Testo estratto
# # # # # # #
11 Giugno 2019

“Gli slam poetry non sono poesia, ma intrattenimento… dobbiamo ripartire dallo studio, mi preoccupano ignoranza e arroganza”: Matteo Fantuzzi, neo direttore di “Atelier”, dialoga con Matteo Fais

A quanto pare, si torna sempre all’annosa questione del cosa sia poesia. Ciò accade perché il panorama generale muta, soprattutto in questi tempi così social nei quali la lirica, o presunta tale, circola senza argini tra i vari profili e gruppi di lettura. Nuove forme si presentano all’attenzione del pubblico: Instagram e Slam Poetry, tanto per fare qualche esempio. Come a suo tempo per il cantautorato, è lecito interrogarsi in merito alla possibilità di assimilarli all’ambito poetico in sé. Tra le posizioni in tal senso meno “aperte” – meno accondiscendenti –, si segnala quella di Matteo Fantuzzi, poeta e Direttore della versione cartacea di “Atelier”. Nell’ultimo numero della rivista ha voluto ribadire il concetto con un editoriale perentorio e inequivocabile, intitolato Contro un possibile dadaismo. Nell’ottica di dare spazio a tutte le possibili voci, non potevamo fare a meno di approfondire il suo punto di vista, partendo da vari passaggi del testo e chiedendogli di sviscerarli per noi.
# # # # # # #
[Righe estratte da una raccolta]

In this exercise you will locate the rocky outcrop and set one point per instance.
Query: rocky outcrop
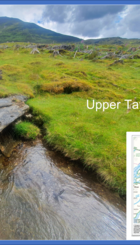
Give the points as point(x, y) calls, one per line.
point(35, 51)
point(11, 109)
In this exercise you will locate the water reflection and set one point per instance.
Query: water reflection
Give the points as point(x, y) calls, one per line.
point(43, 196)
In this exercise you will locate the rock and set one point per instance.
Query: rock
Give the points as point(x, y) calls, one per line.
point(0, 74)
point(35, 51)
point(55, 53)
point(7, 143)
point(136, 56)
point(66, 47)
point(42, 46)
point(11, 109)
point(109, 55)
point(117, 62)
point(132, 49)
point(17, 46)
point(125, 56)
# # # # # # #
Obiettivo 1
Nell'articolo su Matteo Fantuzzi, qual è il titolo dell'editoriale uscito nell'ultimo numero di "Atelier"?
Obiettivo 2
Prosegui l'articolo su Matteo Fantuzzi a partire dall'ultima frase riportata.

Risultato 1
Contro un possibile dadaismo.

Risultato 2
Caro Matteo, nel tuo ultimo editoriale su “Atelier”, parli, in merito alla poesia attuale, di “un’evoluzione che senza le giuste attenzioni, contrariamente a quanto di solito accade in natura, potrebbe davvero non produrre miglioramenti”. A quale involuzione – se non comprendo male – ti riferisci? E, soprattutto, qual è lo stato della poesia attuale?

Credo che, con molto apporto collettivo, gli ultimi anni abbiano indicato con precisione il rischio che la poesia smettesse di parlare alla collettività: non avremmo un racconto della Prima Guerra Mondiale senza Ungaretti, non avremmo le contraddizioni del conflitto irlandese senza Seamus Heaney, o forse tutto questo accadrebbe in maniera diversa. Certo questi sono i tempi dell’Io, ma non dell’Io montaliano dalle Occasioni a la Bufera: è piuttosto una estensione del solipsismo che a partire dagli anni Ottanta ha fatto coincidere l’esperienza privata con l’esperienza poetica, quella tendenza che dopo i fatti quasi mitologici di Castelporziano oggi in molti vivono nella profonda solitudine ingigantita dai social: una nuova forma di esponenziale distacco, distacco dalla realtà e soprattutto dal dialogo, ed è questa mancanza di dialogo che mi preoccupa nella attuale poesia perché al di là della quantità enorme di informazioni manca troppo spesso una capacità di entrare nelle cose. La liquidità della società trova nella poesia (da sempre antropologicamente “dell’uomo”) il proprio specchio, uno specchio convesso per dirla alla Ashbery.

Mi sembra di capire che tu contesti tutte le presunte novità, ovvero la visione “di chi nella pratica considera in qualche modo tutto lecito e tutto poesia. Dagli slam fino al meticciato del rap, tutte queste forme sembrano voler ricadere ed essere contemporaneamente accolte nella comunità della poesia, una poesia tout court senza alcun tipo di distinguo né formale né soprattutto sostanziale”. Ma, dunque, scusami, cosa è poesia e perché il resto non lo è?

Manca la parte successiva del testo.